**TASK INSTRUCTIONS:**
State how many lines in the items below contain the word "wooden", and reply with the number alone.

**PROVIDED ENTRIES:**
————
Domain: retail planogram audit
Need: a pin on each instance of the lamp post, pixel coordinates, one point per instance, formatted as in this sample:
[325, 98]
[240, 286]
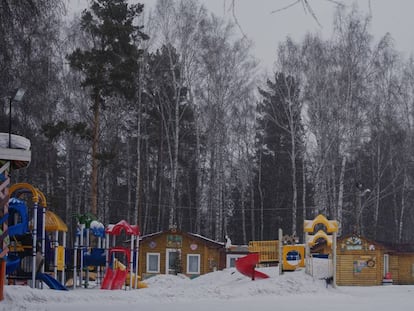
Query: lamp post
[18, 96]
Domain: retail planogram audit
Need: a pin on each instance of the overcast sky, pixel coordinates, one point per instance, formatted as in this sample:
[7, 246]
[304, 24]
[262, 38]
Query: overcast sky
[267, 29]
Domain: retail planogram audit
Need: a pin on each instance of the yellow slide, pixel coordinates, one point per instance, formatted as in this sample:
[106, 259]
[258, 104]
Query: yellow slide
[135, 278]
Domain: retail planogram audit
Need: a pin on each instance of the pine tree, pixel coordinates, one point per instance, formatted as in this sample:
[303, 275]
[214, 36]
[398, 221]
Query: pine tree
[110, 64]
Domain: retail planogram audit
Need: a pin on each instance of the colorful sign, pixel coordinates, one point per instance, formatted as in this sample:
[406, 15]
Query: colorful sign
[174, 241]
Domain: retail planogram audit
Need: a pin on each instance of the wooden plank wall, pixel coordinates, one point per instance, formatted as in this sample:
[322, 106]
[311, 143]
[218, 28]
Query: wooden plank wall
[402, 268]
[209, 256]
[353, 270]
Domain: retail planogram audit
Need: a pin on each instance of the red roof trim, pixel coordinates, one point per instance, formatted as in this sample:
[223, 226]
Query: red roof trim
[122, 225]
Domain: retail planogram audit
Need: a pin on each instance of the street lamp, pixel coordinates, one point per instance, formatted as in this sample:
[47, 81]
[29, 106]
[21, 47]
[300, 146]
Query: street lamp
[18, 96]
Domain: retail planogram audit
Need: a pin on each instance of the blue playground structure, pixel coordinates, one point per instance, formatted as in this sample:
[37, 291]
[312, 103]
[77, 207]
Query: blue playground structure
[29, 247]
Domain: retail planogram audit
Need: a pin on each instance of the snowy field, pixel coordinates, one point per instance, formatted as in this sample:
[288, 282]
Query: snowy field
[223, 290]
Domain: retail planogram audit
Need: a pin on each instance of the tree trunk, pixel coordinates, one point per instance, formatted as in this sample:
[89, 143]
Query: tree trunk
[95, 150]
[338, 214]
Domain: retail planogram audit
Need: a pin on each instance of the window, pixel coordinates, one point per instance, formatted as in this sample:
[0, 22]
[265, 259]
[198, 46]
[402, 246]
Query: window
[231, 260]
[193, 264]
[386, 264]
[153, 263]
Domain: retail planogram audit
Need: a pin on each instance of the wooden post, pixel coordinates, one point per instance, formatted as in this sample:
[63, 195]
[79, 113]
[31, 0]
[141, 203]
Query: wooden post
[334, 259]
[4, 199]
[280, 251]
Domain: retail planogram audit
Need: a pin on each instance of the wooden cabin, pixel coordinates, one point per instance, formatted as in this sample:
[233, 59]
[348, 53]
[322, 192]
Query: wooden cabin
[400, 262]
[175, 251]
[362, 262]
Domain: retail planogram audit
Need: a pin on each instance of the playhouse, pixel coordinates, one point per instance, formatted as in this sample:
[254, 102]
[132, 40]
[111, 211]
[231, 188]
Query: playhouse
[174, 251]
[363, 262]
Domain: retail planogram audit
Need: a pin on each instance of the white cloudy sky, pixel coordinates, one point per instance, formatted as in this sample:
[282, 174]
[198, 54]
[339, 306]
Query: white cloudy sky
[267, 29]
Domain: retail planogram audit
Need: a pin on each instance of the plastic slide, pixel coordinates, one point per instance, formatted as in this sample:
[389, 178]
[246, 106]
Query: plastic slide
[119, 279]
[246, 266]
[109, 275]
[114, 279]
[12, 264]
[50, 281]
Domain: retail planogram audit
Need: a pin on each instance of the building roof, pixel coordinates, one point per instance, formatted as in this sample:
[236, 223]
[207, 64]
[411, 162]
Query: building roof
[192, 235]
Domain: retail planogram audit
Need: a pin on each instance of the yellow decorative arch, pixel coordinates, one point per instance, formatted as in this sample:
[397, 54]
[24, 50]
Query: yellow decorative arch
[54, 223]
[312, 239]
[43, 201]
[331, 225]
[33, 190]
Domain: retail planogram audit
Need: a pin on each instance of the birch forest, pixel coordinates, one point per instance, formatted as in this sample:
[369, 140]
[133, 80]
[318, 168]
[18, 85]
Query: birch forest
[161, 116]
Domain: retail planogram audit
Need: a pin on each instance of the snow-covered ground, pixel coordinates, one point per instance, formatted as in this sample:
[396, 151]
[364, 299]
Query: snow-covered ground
[222, 290]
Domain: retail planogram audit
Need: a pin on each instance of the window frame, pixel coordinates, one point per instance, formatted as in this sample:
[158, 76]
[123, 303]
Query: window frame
[198, 264]
[158, 262]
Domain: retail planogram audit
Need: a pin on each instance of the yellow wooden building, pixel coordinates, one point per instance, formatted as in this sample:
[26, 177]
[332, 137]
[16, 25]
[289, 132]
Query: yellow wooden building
[363, 262]
[174, 251]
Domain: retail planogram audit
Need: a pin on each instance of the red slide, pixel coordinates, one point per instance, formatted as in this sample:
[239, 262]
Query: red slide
[246, 266]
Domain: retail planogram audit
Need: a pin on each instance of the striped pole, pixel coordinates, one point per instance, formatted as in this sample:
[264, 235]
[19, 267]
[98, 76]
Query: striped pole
[4, 237]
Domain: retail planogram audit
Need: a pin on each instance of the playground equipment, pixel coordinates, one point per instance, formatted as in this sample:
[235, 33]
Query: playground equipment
[247, 266]
[268, 250]
[14, 154]
[116, 276]
[316, 230]
[293, 257]
[31, 241]
[89, 257]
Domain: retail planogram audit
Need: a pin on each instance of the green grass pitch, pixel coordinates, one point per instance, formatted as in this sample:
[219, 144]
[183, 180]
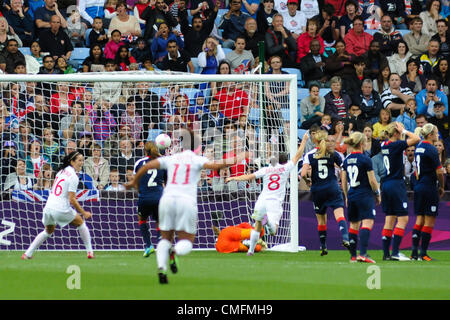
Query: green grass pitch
[208, 275]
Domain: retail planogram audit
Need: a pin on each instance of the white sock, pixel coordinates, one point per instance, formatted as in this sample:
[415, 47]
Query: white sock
[85, 236]
[254, 237]
[162, 253]
[183, 247]
[40, 238]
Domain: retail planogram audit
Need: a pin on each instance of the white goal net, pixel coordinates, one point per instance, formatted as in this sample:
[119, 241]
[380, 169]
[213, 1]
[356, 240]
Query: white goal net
[109, 117]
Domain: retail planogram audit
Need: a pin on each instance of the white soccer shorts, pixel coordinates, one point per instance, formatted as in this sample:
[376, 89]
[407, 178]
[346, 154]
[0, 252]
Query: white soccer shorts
[52, 217]
[178, 213]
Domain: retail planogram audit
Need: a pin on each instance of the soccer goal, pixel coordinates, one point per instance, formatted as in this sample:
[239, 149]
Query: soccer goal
[109, 117]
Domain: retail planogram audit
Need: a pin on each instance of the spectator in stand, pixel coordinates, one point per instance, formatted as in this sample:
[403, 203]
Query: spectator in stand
[394, 98]
[327, 23]
[10, 55]
[369, 101]
[21, 22]
[176, 59]
[232, 101]
[443, 37]
[381, 83]
[336, 101]
[346, 21]
[113, 45]
[397, 61]
[233, 23]
[91, 9]
[97, 167]
[395, 10]
[123, 58]
[95, 62]
[430, 16]
[195, 36]
[241, 60]
[294, 20]
[417, 40]
[264, 15]
[210, 57]
[311, 108]
[154, 15]
[340, 62]
[55, 41]
[384, 119]
[42, 17]
[159, 43]
[133, 119]
[125, 158]
[374, 59]
[427, 97]
[279, 42]
[387, 36]
[126, 24]
[412, 78]
[304, 40]
[357, 40]
[442, 74]
[430, 59]
[98, 33]
[313, 66]
[408, 115]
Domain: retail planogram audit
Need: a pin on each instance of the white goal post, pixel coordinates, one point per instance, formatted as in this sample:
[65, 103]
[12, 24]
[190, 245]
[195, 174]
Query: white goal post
[110, 229]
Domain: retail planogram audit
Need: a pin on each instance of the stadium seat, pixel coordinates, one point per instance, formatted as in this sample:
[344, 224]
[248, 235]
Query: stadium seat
[300, 81]
[25, 50]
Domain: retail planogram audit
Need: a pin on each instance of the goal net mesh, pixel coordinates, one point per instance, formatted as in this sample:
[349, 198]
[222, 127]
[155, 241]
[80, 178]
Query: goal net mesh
[109, 122]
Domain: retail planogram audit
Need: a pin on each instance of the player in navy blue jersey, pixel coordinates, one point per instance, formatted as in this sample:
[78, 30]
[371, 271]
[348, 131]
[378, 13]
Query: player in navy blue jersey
[359, 175]
[426, 191]
[325, 190]
[150, 190]
[394, 197]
————
**COMPLETE RESPONSE:**
8